Adaptive Padding Early (APE) - The HOT research project

We’ve developed a padding method called Adaptive Padding Early (APE) as part of basket2. APE is designed to be an early implementation of an adaptive padding based defense against website fingerprinting attacks, related to the WTF-PAD defense by Juarez et al.. APE tries to make simple, but probably naive, changes to the complex WTF-PAD design to be an improvement (in terms of overhead) over Tamaraw while still offering significantly better protection than the Obfs4 censorship resistance methods against WF attacks. Once WTF-PAD has a practical approach to, e.g. histogram generation, APE should be abandoned. We plan to have the final version of APE in spring.
******************************
YOUR TASKS:
**A.** From the Adaptive Padding Early text, extract the passage that begins at the words containing "We’ve developed a" and stops after "APE in spring.".
**B.** Do these statements agree with the Adaptive Padding Early text? Answer yes or no for each, and quote the deciding words. (i) APE was developed as part of basket2. (ii) APE aims for more overhead than Tamaraw. (iii) APE should be kept once WTF-PAD has a practical approach to histogram generation.
******************************
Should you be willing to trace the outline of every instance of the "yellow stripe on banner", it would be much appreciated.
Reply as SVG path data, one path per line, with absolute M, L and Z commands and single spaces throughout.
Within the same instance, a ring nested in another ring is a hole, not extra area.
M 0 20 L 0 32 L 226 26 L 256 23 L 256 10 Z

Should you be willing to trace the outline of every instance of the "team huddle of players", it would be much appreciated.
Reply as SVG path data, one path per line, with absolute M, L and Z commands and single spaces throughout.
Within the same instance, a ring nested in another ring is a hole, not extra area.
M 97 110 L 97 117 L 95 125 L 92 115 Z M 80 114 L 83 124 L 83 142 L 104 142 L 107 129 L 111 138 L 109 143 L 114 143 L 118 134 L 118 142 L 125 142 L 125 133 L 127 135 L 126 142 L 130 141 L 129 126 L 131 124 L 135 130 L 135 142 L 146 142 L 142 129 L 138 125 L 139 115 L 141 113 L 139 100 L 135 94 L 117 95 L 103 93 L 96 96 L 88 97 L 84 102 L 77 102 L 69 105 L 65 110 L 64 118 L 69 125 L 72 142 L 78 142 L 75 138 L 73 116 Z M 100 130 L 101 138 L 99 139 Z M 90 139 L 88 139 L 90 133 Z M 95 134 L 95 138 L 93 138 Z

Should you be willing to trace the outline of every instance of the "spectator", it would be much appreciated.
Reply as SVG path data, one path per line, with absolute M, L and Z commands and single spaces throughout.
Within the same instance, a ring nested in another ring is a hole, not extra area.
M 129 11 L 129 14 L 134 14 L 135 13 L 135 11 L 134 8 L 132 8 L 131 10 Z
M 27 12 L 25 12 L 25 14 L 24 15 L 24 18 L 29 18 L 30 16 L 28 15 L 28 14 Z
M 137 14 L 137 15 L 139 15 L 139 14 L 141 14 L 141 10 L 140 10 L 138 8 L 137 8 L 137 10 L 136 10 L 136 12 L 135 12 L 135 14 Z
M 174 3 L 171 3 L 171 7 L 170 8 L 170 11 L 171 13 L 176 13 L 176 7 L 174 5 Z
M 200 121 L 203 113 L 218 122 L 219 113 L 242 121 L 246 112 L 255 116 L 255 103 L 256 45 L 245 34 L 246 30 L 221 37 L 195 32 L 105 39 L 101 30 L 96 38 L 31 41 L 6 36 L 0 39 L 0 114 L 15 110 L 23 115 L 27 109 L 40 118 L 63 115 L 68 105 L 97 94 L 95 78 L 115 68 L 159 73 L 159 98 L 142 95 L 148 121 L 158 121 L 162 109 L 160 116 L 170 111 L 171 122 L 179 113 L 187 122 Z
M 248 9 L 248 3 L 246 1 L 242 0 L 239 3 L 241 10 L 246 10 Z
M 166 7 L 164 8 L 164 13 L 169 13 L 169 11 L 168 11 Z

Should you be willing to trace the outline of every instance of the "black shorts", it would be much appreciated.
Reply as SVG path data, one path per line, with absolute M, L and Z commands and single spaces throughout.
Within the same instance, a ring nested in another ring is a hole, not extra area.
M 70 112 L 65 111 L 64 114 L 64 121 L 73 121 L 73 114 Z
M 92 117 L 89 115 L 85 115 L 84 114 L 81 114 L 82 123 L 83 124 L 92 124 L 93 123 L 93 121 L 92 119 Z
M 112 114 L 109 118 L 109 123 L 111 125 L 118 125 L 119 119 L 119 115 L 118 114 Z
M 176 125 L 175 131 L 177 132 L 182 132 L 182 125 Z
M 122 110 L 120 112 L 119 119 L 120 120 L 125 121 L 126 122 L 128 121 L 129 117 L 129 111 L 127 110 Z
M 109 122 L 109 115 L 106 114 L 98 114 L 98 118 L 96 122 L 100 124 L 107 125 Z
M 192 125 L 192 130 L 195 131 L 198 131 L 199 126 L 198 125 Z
******************************
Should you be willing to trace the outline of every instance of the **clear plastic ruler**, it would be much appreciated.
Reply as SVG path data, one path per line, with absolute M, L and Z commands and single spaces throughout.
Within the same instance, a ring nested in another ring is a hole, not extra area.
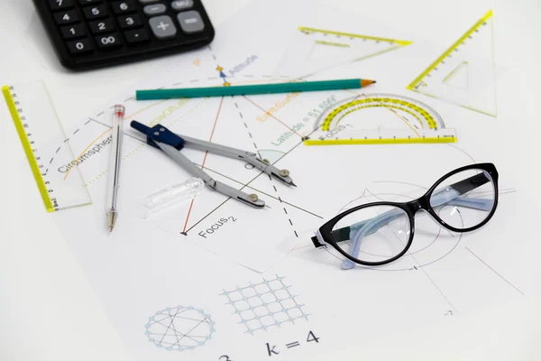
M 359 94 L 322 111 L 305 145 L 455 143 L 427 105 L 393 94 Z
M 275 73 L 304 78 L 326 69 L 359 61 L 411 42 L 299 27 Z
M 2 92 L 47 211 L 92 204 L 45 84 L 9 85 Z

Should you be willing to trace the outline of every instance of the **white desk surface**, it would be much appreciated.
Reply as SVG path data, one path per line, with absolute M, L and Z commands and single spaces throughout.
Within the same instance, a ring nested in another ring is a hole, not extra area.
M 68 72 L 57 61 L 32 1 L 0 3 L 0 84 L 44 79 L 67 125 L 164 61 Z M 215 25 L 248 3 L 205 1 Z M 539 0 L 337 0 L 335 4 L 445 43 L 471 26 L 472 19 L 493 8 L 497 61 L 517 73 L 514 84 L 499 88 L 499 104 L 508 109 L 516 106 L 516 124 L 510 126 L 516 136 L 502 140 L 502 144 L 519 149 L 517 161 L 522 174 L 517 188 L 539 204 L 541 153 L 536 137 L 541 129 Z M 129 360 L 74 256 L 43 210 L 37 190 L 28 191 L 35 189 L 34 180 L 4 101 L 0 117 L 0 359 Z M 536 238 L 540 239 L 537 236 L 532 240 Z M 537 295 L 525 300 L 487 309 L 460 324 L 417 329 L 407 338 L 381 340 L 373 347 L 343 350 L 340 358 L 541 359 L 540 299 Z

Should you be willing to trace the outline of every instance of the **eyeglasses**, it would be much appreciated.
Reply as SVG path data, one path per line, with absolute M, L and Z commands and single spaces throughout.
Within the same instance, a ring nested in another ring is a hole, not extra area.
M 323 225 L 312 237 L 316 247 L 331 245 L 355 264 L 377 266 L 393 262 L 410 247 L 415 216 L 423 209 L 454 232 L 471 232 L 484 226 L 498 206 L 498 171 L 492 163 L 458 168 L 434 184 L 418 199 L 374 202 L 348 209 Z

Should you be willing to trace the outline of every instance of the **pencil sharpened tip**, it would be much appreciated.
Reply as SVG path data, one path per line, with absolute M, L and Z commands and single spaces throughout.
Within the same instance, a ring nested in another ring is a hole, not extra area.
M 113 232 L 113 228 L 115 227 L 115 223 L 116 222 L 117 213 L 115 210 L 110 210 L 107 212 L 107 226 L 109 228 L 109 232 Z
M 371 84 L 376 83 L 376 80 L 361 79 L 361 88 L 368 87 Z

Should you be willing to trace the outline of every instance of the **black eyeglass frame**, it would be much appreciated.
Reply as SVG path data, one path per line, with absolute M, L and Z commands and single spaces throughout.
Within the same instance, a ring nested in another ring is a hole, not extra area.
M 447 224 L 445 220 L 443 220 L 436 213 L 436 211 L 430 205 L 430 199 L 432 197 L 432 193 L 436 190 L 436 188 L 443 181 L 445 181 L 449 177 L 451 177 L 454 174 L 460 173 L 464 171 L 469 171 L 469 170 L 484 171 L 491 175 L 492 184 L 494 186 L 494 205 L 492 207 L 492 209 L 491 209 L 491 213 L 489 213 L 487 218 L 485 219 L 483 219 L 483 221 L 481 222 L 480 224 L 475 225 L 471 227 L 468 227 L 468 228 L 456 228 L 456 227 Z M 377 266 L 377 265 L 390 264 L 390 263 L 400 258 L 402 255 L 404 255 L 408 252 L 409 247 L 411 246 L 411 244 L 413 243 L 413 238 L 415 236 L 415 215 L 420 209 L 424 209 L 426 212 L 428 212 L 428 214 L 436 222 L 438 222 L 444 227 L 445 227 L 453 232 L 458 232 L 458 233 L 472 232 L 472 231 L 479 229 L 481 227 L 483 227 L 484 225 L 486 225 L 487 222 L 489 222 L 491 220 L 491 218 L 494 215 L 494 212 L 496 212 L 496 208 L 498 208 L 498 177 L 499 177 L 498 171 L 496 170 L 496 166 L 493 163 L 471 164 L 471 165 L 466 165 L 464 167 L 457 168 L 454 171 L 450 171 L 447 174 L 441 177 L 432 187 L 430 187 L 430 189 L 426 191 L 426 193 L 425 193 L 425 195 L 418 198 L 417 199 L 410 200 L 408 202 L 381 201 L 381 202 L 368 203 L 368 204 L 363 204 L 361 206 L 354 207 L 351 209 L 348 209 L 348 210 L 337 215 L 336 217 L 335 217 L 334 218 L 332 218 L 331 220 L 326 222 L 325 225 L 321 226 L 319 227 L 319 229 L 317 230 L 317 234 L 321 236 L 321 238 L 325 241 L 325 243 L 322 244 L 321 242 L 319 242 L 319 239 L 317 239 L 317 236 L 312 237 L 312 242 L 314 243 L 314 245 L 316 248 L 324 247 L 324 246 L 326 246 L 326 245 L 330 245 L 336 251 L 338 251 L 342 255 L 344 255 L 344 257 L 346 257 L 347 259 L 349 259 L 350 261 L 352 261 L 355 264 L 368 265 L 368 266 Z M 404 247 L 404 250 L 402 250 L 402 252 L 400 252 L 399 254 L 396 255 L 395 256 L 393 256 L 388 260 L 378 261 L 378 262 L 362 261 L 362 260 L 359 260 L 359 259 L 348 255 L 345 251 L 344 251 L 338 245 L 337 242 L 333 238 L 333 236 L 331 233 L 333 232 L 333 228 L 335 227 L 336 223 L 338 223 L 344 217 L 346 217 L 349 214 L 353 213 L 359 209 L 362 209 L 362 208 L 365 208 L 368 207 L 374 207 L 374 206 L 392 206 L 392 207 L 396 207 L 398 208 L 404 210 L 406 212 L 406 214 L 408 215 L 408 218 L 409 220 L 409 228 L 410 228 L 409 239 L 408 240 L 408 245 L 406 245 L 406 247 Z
******************************
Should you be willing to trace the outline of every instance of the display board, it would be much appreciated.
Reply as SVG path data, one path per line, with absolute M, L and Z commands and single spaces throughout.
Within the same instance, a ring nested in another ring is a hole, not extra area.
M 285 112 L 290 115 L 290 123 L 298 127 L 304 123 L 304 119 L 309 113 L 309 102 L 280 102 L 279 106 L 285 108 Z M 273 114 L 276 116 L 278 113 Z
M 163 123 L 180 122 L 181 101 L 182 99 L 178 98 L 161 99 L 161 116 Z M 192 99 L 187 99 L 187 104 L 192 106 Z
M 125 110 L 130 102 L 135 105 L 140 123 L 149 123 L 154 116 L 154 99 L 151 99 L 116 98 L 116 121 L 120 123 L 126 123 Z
******************************
OUTPUTS FOR THE TASKS:
**A.**
We’ve developed a padding method called Adaptive Padding Early (APE) as part of basket2. APE is designed to be an early implementation of an adaptive padding based defense against website fingerprinting attacks, related to the WTF-PAD defense by Juarez et al.. APE tries to make simple, but probably naive, changes to the complex WTF-PAD design to be an improvement (in terms of overhead) over Tamaraw while still offering significantly better protection than the Obfs4 censorship resistance methods against WF attacks. Once WTF-PAD has a practical approach to, e.g. histogram generation, APE should be abandoned. We plan to have the final version of APE in spring.

**B.**
(i) Yes: "We’ve developed a padding method called Adaptive Padding Early (APE) as part of basket2."
(ii) No: "to be an improvement (in terms of overhead) over Tamaraw"
(iii) No: "Once WTF-PAD has a practical approach to, e.g. histogram generation, APE should be abandoned."